* Text to read *
○ ○ ○ ○ ○

Run an AI Company
Where agents fit first
Which recurring work to hand to agents first, and which work to keep supervised while trust builds.
The first question after deciding to run work through agents is which work to hand over. The answer is not "the most painful work" or "the most impressive demo" — it is the work where an agent can succeed on its own terms and you can tell that it did. This page is a filter for choosing that work, so your first weeks with agents build trust instead of cleanup.
Start with work that repeats, has a clear bar, and stays reviewable
Three properties make a job a good first candidate. It is recurring, so the effort of defining it pays back every cycle instead of once. It has clear success criteria, so both you and the agent know what done looks like — a draft exists, a report covers the agreed sections, the research answers the question that was asked. And it is internally reviewable: the output lands in front of you before it goes anywhere that matters, so a weak result costs you a review, not a customer.
In practice that filter points at a familiar set of jobs. Content drafts — posts, newsletters, changelog entries — repeat on a schedule and are judged the moment you read them. Research and competitive summaries have a defined question and a written answer you can check against sources. Reporting pulls the same numbers into the same shape every week. Outreach drafts are written, reviewed, and only then sent. All of these produce artifacts you inspect at your desk, which is exactly where you want an agent's early work to land.
A worked example: handing over the weekly changelog
To see the filter in action, take a job most product companies carry: the weekly changelog. It passes all three tests. It repeats every week, so the setup pays back every Friday. Its bar is clear: every shipped change covered, written in your voice, every link pointing at something real. And it is reviewable — the draft sits in front of you before anyone outside the company sees it.
Handing it over is a matter of giving the job its shape. The workflow gathers the week's shipped changes, drafts the entries against your voice document, runs a verifier step that checks each entry links to a real change, and stops at an approval step before anything publishes. The first Friday, the draft lands in your inbox and you rewrite two entries that read like engineering notes instead of customer language — and that correction goes into the voice document, not into a chat that forgets it. The second Friday needs one small edit. By the third or fourth, you are approving unchanged, and an hour of your Friday has become a two-minute decision — with the run's step-by-step history there if an entry ever looks off.
The same shape transfers to its neighbors. Swap the gathering step for prospect research and you have outreach drafts. Swap it for last week's numbers and you have the weekly report. Once you have handed one job over end to end, the second is mostly recognizing the pattern.

○ ○ ○ ○ ○

* Source data *
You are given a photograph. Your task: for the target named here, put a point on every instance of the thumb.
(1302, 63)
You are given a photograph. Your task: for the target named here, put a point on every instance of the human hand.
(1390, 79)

○ ○ ○ ○ ○

* What to do *
[A] According to the text on where agents fit first, what three properties make a job a good first candidate?
[B] From the text on where agents fit first, extract the passage starting with "The first question" and going on through "instead of cleanup.".
[C] Does each statement below agree with the text on where agents fit first? Answer yes or no for each, quoting the words of the text that decide it.
(i) The changelog workflow stops at an approval step before anything is published.
(ii) The corrections made on the first Friday are kept in a chat.
(iii) Reporting pulls different numbers into a new shape each week.

* Answer set *
[A] The job is recurring, has clear success criteria, and is internally reviewable.

[B]
The first question after deciding to run work through agents is which work to hand over. The answer is not "the most painful work" or "the most impressive demo" — it is the work where an agent can succeed on its own terms and you can tell that it did. This page is a filter for choosing that work, so your first weeks with agents build trust instead of cleanup.

[C]
(i) Yes: "stops at an approval step before anything publishes"
(ii) No: "that correction goes into the voice document, not into a chat that forgets it"
(iii) No: "Reporting pulls the same numbers into the same shape every week."